• _Task statement_: Reproduce verbatim the records below, from the line containing "Task: locate the frosted" through the end of the records, with both of those ends included.

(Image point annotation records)
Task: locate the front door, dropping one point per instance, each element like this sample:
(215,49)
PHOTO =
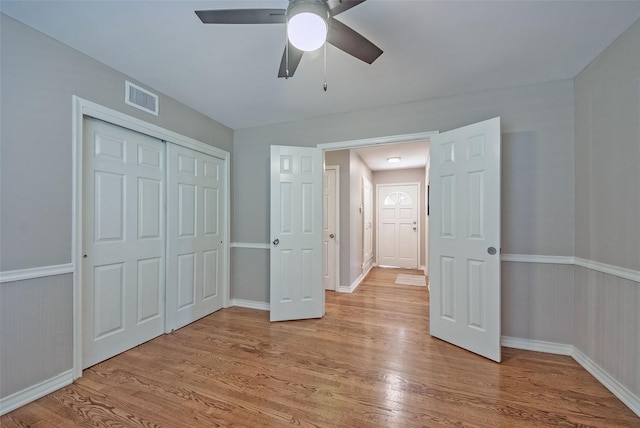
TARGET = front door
(123,240)
(398,208)
(296,233)
(464,238)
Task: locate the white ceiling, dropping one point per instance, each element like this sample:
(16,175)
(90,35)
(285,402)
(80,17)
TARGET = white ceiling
(431,49)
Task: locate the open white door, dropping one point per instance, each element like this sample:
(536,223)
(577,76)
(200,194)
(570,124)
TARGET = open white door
(296,233)
(464,239)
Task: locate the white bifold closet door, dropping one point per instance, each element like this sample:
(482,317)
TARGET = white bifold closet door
(123,240)
(153,233)
(195,251)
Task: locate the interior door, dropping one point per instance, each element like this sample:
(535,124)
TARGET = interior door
(123,240)
(296,233)
(330,228)
(464,274)
(398,208)
(196,253)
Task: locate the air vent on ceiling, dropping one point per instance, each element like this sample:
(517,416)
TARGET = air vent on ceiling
(140,98)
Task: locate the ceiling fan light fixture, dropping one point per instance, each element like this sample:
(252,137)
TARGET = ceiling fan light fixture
(307,25)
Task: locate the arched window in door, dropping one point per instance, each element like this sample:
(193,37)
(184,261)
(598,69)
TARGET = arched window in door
(397,198)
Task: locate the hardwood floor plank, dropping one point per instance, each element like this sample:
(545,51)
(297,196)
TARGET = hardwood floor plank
(370,362)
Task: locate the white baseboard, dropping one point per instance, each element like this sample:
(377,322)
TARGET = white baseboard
(536,345)
(250,304)
(619,390)
(627,397)
(356,283)
(34,392)
(38,272)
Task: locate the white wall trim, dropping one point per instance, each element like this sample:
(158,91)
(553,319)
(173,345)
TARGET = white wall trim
(34,392)
(250,304)
(354,284)
(252,245)
(619,390)
(32,273)
(537,258)
(632,275)
(377,141)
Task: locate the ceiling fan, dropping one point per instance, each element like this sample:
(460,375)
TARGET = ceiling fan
(305,20)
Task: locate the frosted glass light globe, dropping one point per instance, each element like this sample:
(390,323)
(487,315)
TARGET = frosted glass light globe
(307,31)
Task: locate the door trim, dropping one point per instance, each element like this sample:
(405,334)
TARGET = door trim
(336,168)
(82,108)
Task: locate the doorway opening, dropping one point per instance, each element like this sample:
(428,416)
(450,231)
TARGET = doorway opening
(363,167)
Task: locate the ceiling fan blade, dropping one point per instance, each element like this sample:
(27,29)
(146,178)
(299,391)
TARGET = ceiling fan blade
(339,6)
(242,16)
(295,55)
(352,42)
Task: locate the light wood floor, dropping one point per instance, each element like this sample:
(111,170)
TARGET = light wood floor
(370,362)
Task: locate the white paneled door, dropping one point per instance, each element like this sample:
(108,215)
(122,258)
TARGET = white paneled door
(464,238)
(296,233)
(398,208)
(330,227)
(196,251)
(123,240)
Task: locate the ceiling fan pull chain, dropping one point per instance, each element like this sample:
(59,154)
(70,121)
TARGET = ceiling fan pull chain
(325,67)
(286,50)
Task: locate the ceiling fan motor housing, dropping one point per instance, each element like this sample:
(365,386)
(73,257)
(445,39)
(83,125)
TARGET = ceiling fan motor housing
(317,7)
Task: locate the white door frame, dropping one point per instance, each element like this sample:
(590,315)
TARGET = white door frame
(81,108)
(367,213)
(419,210)
(336,240)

• _Written answer_:
Task: locate the frosted glass light globe, dropping one point per instance, each element like this sample:
(390,323)
(487,315)
TARGET = frosted glass light globe
(307,31)
Task: locate the door trim, dropping one point per instance, each element like this sample:
(405,334)
TARGET = door trim
(336,168)
(82,108)
Task: locate the doorway opening, dropping one point per instance, each element like this sample:
(428,416)
(450,231)
TARGET = doorway opening
(363,167)
Task: locate the ceiling fan blade, dropping one point per instance, each element like this sample:
(27,29)
(146,178)
(299,391)
TARGET = ceiling fan blade
(339,6)
(242,16)
(295,55)
(352,42)
Task: locate the light wood floor, dropping one point per instance, each element like this sample:
(111,170)
TARGET = light wood floor
(370,362)
Task: locate the white paneled door, dropping one point per instance, each element like this sample:
(108,215)
(122,258)
TARGET = white paneled door
(464,238)
(296,233)
(398,208)
(330,227)
(196,251)
(123,240)
Task: locate the ceiling fan pull chain, dropping one point per instance, each element like this sample:
(59,154)
(70,121)
TARGET = ceiling fan pull chain
(325,67)
(286,50)
Task: locate the ceiling fan motor housing, dropping one point per instance, each element like this sample:
(365,386)
(73,257)
(445,39)
(83,125)
TARGET = ceiling fan motor housing
(317,7)
Task: locate the white door frame, dropping one point per instance, each element like this sample:
(590,315)
TARGET = white door frame
(81,108)
(367,213)
(419,210)
(336,240)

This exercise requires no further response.